• [Data to use]:
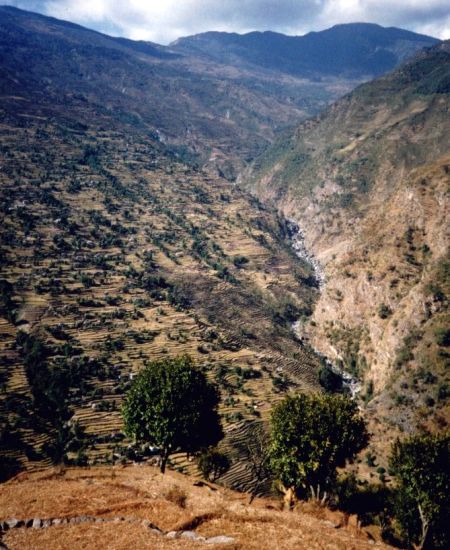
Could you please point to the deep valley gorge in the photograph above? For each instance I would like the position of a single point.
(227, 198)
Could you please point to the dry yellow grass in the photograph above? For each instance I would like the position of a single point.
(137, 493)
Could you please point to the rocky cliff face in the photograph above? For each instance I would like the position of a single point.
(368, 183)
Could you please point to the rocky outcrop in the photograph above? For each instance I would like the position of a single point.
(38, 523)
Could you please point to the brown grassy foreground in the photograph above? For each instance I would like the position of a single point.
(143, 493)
---
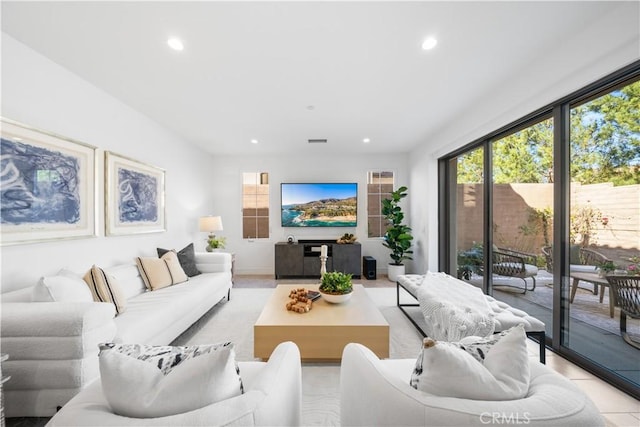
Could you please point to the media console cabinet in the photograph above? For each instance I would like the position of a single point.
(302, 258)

• [Your objective]: List every line in the listing above that contains the word "each".

• [Response to the task]:
Could you please point to the deep valley gorge in the photograph above? For each instance I would like the position of a single point.
Could you please point to the dry yellow grass in the photograph above? For each instance I would like the position of a single point.
Could you please point to the rocky cliff face in the photograph above? For each instance I would like the position of a single point.
Could you please point to the rocky outcrop in the photograph above? For each instance I would like the position of a single point.
Could you please point to the brown grassy foreground in the photograph above? For each instance I would like the position of a single point.
Could you please point to the media console cabinet in the photograph above? For each instance I would like the position of a single point.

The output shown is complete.